Return each line below that contains the word "Write".

-- begin Entries provided --

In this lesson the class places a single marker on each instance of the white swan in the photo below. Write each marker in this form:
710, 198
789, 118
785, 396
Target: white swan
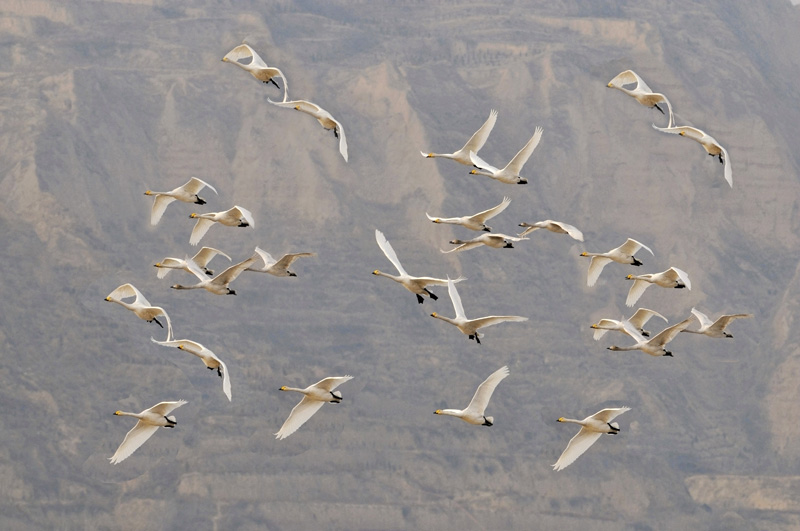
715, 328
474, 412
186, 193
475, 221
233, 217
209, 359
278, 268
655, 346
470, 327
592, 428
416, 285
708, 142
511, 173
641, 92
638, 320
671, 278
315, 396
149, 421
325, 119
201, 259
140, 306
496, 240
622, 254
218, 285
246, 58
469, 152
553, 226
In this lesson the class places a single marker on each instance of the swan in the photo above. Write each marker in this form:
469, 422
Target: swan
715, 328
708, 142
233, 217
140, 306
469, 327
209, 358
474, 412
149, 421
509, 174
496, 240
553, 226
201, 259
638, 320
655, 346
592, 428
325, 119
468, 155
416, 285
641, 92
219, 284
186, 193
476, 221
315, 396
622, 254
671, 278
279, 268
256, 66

-- end Entries provided --
-- begin Entries provided --

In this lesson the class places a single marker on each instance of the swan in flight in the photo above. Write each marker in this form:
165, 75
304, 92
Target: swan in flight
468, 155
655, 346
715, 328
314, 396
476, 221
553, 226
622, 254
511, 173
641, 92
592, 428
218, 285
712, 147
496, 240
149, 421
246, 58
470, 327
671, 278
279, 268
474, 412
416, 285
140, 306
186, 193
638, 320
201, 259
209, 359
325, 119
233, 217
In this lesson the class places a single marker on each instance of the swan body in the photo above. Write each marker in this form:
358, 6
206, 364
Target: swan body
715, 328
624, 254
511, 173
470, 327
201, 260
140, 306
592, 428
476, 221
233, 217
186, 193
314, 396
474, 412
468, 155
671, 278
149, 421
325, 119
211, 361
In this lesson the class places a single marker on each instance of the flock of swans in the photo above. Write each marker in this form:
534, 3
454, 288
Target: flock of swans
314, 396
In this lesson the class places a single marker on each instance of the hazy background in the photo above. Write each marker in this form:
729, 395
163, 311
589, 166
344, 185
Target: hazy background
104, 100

-- end Entries provided --
-- begin Entries provided --

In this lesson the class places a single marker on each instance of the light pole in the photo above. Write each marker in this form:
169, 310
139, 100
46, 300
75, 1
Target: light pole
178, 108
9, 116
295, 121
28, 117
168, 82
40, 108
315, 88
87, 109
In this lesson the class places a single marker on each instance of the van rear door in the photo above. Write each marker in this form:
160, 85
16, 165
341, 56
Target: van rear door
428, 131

-- end Entries provided --

=== Result for this task ===
In this lesson the class places a single marker on each instance of the white swan in the photo below. Write each marker in this form:
In this lesson the class places a single marker on each instance of the swan in the photo above. Write each marker in this form:
In this lesson the class places a single marker on each instance of the swan in flight in the photo above. Write each marker in this form:
In this lesson the class places a single marker on each instance of the swan body in the photo above. Write each marker in this form:
In this lesson the class places a single marker on each instance of the flock of swans in the photo above. Write each marker in this form:
In this lesson the class places a single marker on each instance of the hazy background in the photo above. Write each marker in this form:
In this lesson the class places a single marker on each instance of the light pole in the photo above. Write each marker in this form:
In this lesson the class places a single marker on each instance of the van rear door in the photo above. Write each marker in this form:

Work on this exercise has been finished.